A Message in the Pins

To me, at least, the spector of litigation looming over Pinterest’s Palo Alto headquarters seems as much as anything a sign of the pinboard site’s success. What I like about Pinterest is exactly what I’m skeptical about in many other social ventures. Besides a pretty wall and an endless stream of gorgeous imagery, Pinterest has also offered up an interesting approach to the problem of translating social activity into a consistent revenue stream.

Just like their counterparts in the tangible world, online services need money to survive. There are only so many ways to make it. Alistair Croll describes the challenges in a neat analysis of Facebook’s revenue options, but the gist is that monetizing a social service means one of two things. If directly charging subscription, service, or transaction fees (#1) isn’t an option, the alternative is to provide value to paying advertisers (#2). For companies lacking Google-like knowledge of their customers’ online habits, that’s easier said than done.

But whether by design or by fate, Pinterest seems to have found a way. Marketers love social networks for their ability to generate customer-to-customer referrals, but they often struggle to reach receptive users. Pinterest has solved this problem by allowing its users to curate appealing products by themselves. Share the curated list with a few hundred followers, toss in a link to the “purchase” page the image came from, and voilà—kick back with a cold one and watch the commissions roll in.

No subscription necessary. No paywall. The advertisements aren’t even annoying. And the model seems to be working. One widely publicized infographic estimated that users arriving at the trendy online fashion shop Bottica from Pinterest spent roughly twice as much money as those driven by Facebook, despite significantly lower engagement and conversion rates. The strong suggestion is that rather than browsing within an existing inventory, users whose sales habits are influenced by Pinterest are doing their window shopping on Pinterest itself.

Exercise tasks:
1. Write out the stretch of the Pinterest piece from "Just like their" through "said than done.".
2. Carry the Pinterest piece forward from its last sentence.

Excerpted data:
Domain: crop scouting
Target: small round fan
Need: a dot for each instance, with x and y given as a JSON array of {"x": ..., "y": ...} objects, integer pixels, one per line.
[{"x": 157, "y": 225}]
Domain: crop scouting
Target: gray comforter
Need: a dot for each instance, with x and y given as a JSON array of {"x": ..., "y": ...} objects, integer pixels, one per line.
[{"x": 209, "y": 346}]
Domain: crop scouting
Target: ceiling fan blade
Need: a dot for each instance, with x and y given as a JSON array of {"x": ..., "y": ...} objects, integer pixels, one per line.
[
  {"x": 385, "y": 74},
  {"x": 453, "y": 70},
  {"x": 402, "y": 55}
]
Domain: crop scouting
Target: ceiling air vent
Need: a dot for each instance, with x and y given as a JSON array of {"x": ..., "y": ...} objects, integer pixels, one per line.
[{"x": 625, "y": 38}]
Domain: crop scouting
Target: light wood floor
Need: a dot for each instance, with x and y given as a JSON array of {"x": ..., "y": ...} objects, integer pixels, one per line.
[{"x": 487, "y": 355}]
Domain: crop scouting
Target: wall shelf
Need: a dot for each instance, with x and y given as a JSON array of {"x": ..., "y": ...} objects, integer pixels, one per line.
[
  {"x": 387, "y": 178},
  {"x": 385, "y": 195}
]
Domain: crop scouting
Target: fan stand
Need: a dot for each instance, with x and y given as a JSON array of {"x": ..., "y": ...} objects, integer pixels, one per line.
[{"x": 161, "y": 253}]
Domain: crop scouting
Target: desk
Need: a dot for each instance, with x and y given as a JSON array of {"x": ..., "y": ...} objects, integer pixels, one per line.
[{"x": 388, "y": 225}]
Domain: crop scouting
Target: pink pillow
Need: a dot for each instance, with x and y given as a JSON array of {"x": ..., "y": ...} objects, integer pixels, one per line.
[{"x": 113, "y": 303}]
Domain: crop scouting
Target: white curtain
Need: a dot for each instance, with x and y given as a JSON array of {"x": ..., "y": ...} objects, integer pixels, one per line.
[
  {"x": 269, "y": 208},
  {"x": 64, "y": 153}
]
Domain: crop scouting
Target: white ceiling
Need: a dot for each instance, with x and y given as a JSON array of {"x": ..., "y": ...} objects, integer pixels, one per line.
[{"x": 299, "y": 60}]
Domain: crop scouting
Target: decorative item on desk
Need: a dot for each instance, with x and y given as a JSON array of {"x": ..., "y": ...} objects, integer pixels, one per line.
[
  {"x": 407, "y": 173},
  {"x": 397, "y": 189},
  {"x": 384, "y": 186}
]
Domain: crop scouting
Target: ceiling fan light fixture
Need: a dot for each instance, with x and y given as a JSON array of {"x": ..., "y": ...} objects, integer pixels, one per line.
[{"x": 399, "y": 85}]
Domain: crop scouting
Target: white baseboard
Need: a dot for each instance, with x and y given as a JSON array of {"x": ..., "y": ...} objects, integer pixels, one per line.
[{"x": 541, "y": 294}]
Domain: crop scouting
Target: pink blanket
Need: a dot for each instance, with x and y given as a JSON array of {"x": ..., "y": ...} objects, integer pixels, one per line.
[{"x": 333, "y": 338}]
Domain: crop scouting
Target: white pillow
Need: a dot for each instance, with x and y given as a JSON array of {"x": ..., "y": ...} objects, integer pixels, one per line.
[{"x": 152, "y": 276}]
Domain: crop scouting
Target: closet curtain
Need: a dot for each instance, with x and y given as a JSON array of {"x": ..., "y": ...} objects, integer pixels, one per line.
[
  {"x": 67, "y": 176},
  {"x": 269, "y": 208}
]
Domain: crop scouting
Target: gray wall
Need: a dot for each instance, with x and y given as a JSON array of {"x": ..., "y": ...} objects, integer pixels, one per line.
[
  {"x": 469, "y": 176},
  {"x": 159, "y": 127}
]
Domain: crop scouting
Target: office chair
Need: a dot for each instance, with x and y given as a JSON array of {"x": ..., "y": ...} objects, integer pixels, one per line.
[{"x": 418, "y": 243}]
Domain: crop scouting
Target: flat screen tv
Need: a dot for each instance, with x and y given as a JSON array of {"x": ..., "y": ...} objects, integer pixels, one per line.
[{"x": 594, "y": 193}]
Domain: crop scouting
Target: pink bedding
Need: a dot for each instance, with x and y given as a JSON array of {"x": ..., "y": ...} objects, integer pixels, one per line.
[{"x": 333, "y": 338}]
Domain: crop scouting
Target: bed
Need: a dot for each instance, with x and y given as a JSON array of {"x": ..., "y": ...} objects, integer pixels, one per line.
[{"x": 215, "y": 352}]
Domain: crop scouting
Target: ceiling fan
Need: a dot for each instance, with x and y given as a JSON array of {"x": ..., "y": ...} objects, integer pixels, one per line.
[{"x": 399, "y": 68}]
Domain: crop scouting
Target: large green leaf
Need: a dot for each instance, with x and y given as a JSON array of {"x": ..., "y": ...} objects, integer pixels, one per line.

Replies:
1.
Just like their counterparts in the tangible world, online services need money to survive. There are only so many ways to make it. Alistair Croll describes the challenges in a neat analysis of Facebook’s revenue options, but the gist is that monetizing a social service means one of two things. If directly charging subscription, service, or transaction fees (#1) isn’t an option, the alternative is to provide value to paying advertisers (#2). For companies lacking Google-like knowledge of their customers’ online habits, that’s easier said than done.

2.
If that’s really the case*, it’s a remarkable blurring of the lines in online retail. Embedded storefronts (think Google Checkout) and vendor-direct marketplaces (Ebay, Etsy) have expanded the retailers’ options for doing business online, but Pinterest is something else entirely—a facade without a store. The products are neatly lined up, all interested parties have tagged items for their wishlists and left their recent receipts, but the salespeople, pitches, and cash register are nowhere to be seen.

This vision of online retail has several interesting implications.

- For shoppers, the word-of-mouth referrals that once dominated product selection may be making a comeback. Even the companies that are really, really good at automated referrals (here’s looking at you, Amazon) are limited to suggesting products based on a customer’s browsing, search, and purchase history. Products recommended socially, on the other hand, combine knowledge of a customer’s personal tastes with a stamp of approval from a trusted friend.
  • For marketers, Pinterest’s focus on individual products may mark the start of a transition away from campaigns targeted at a brand or flagship products to a wholesale product-by-product approach. Brilliant pictures and a little pin button in the company store represent a viral sales opportunity, while products accompanied by lackluster images miss the proverbial bus. That’s good news for photographers and graphic artists. Right-brainier types—your stock would be on the rise.
  • For online retailers, futher investment in social marketing efforts could very well signal a reduction in the resources poured into crafting in-house experiences. Home office developers, look out: if the number of sales being driven by referral traffic beings rising appreciably, the suits upstairs may begin to reconsider the amount of energy being invested into the company store.
  • For entrepreneurs, Pinterest provides a rare example of an application that exploits one of the tiny spaces where social networking and retail directly converge. Marketers benefit from direct referrals and a clean storefront where users can tout their wares, while users gain access to an efficient interface for collecting, organizing, and distributing visual imagery.

Most social startups maintain an uneasy balance between the needs of their userbase and the demands of whatever revenue source is (will be) funding their ongoing operations. Though those demands won’t be relaxing anytime soon, even the tiniest chance to develop coexistence over conflict seems well worth consideration.